**TEXTE EXTRAIT**.
====

👁🗨 Divergence de vues : La fracture américano-israélienne sur l'après-guerre à Gaza
Les Américains veulent la poursuite de la guerre mais à leur façon. La suite dépendra des tensions politiques entre Israël & USA, étroitement liées à la bataille de Gaza & aux autres fronts régionaux.
👁🗨 Divergence de vues : La fracture américano-israélienne sur l'après-guerre à Gaza
Par Hasan Illaik, le 15 décembre 2023
L'État d'occupation israélien a peut-être reçu la bénédiction et les livraisons d’armes infinies de Washington pour sa guerre génocidaire, mais de profonds désaccords sur le plan d'après-guerre pour Gaza et le sort politique des Palestiniens sont remontés à la surface.
les États-Unis veulent que la guerre se poursuive, mais à leur manière. La suite dépendra des tensions politiques entre Israël et les États-Unis, étroitement liées à la bataille de Gaza et à d'autres fronts régionaux.
Alors que l'État d'occupation reçoit la bénédiction et les armes de Washington pour sa guerre génocidaire, les obstacles politiques internes aux États-Unis et la dynamique militaire sur le terrain ont créé une fracture, influant à la fois les considérations stratégiques et le cours de la guerre à Gaza.
On considère la guerre actuelle d'Israël contre la bande de Gaza comme encouragée par les États-Unis, l'État d'occupation bénéficiant du soutien politique, économique et militaire de Washington lorsqu'il commet des actes de terrorisme d'État génocidaires à l'encontre des Palestiniens.

====

**DONNÉES FOURNIES**.
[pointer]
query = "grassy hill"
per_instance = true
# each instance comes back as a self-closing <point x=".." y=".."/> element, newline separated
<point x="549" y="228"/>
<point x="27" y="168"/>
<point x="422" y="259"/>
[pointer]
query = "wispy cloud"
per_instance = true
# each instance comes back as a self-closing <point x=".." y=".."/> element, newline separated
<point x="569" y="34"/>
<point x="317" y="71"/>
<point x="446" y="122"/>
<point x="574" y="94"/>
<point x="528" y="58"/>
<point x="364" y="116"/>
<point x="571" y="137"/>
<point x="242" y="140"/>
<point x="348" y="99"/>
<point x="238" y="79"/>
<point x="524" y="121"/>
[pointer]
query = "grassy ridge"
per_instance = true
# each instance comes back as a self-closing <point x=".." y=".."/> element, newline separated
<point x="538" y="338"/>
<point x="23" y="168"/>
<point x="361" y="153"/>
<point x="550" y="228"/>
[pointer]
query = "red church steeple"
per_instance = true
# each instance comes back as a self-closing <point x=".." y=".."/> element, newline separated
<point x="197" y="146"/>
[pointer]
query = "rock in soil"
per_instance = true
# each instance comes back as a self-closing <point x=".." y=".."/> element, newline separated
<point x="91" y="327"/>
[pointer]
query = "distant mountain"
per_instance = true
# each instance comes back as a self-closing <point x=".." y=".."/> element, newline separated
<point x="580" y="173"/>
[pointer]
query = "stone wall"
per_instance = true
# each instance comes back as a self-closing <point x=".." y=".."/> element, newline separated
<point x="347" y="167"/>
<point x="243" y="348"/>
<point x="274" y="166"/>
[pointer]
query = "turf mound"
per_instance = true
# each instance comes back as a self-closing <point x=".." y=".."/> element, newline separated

====

**CONSIGNES**.
1 – Résumez le texte extrait en deux phrases.
2 – Recopiez le passage du texte extrait situé entre "les États-Unis veulent" et "l'encontre des Palestiniens.", bornes comprises.
3 – D'après le texte extrait, quels facteurs ont créé la fracture entre Israël et les États-Unis ?

**RÉPONSES**.
1 – Bien qu'Israël reçoive de Washington sa bénédiction et des armes pour sa guerre à Gaza, de profonds désaccords sont apparus entre les deux pays sur le plan d'après-guerre pour Gaza et sur le sort politique des Palestiniens. Les États-Unis veulent que la guerre se poursuive, mais à leur manière, et la suite dépendra des tensions politiques entre Israël et les États-Unis, étroitement liées à la bataille de Gaza et aux autres fronts régionaux.

2 –
les États-Unis veulent que la guerre se poursuive, mais à leur manière. La suite dépendra des tensions politiques entre Israël et les États-Unis, étroitement liées à la bataille de Gaza et à d'autres fronts régionaux.
Alors que l'État d'occupation reçoit la bénédiction et les armes de Washington pour sa guerre génocidaire, les obstacles politiques internes aux États-Unis et la dynamique militaire sur le terrain ont créé une fracture, influant à la fois les considérations stratégiques et le cours de la guerre à Gaza.
On considère la guerre actuelle d'Israël contre la bande de Gaza comme encouragée par les États-Unis, l'État d'occupation bénéficiant du soutien politique, économique et militaire de Washington lorsqu'il commet des actes de terrorisme d'État génocidaires à l'encontre des Palestiniens.

3 – Les obstacles politiques internes aux États-Unis et la dynamique militaire sur le terrain.